◆ **ACTION ITEM**
Only lines containing "ketchup" belong in the answer, each copied from the entries below.

□ □ □ □ □

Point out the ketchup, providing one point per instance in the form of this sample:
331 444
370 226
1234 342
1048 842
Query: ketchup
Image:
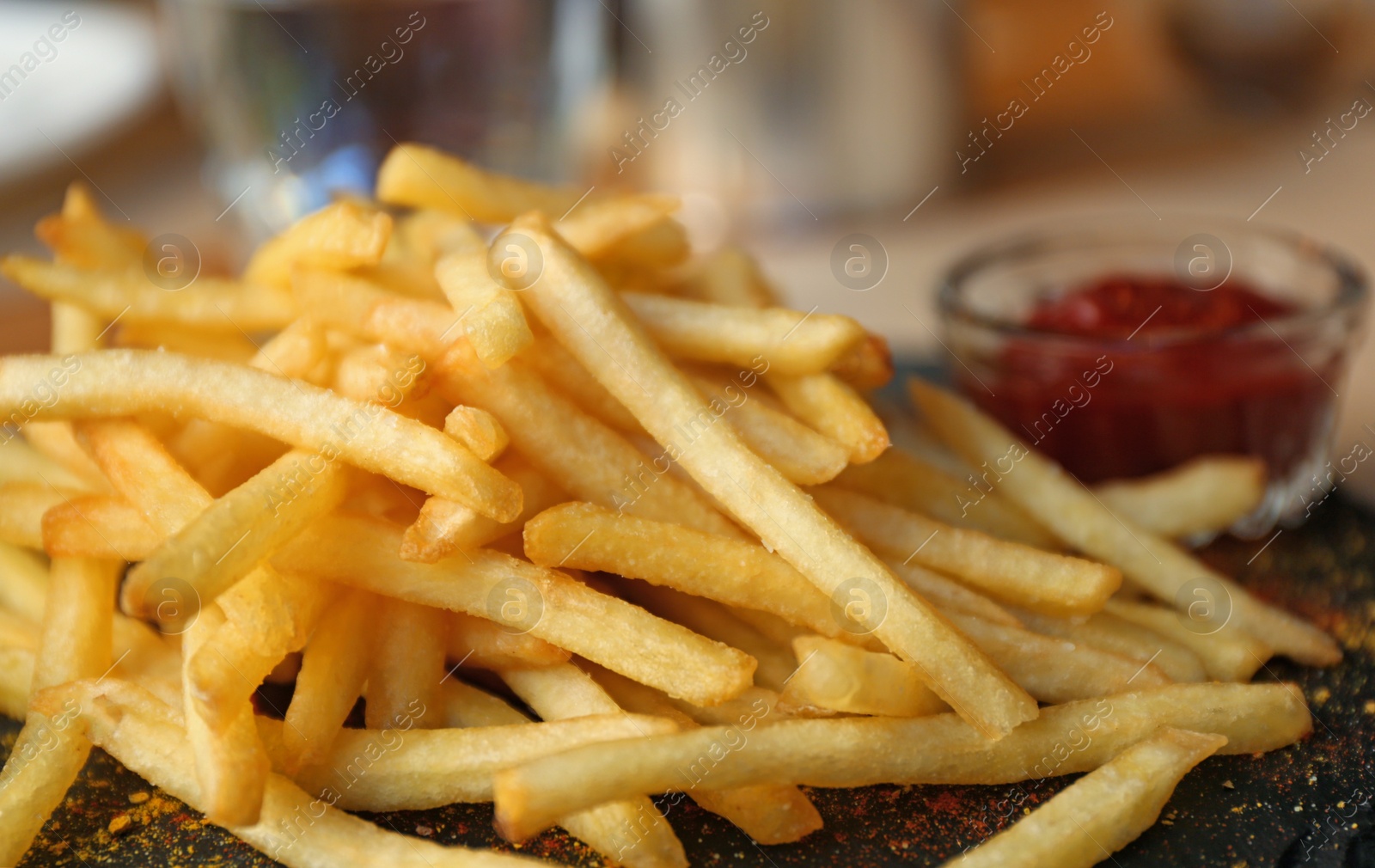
1152 373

□ □ □ □ □

◆ **RESPONSE BELOW**
Point out the ketchup, providing one point per instance in the form of this sample:
Query: ketchup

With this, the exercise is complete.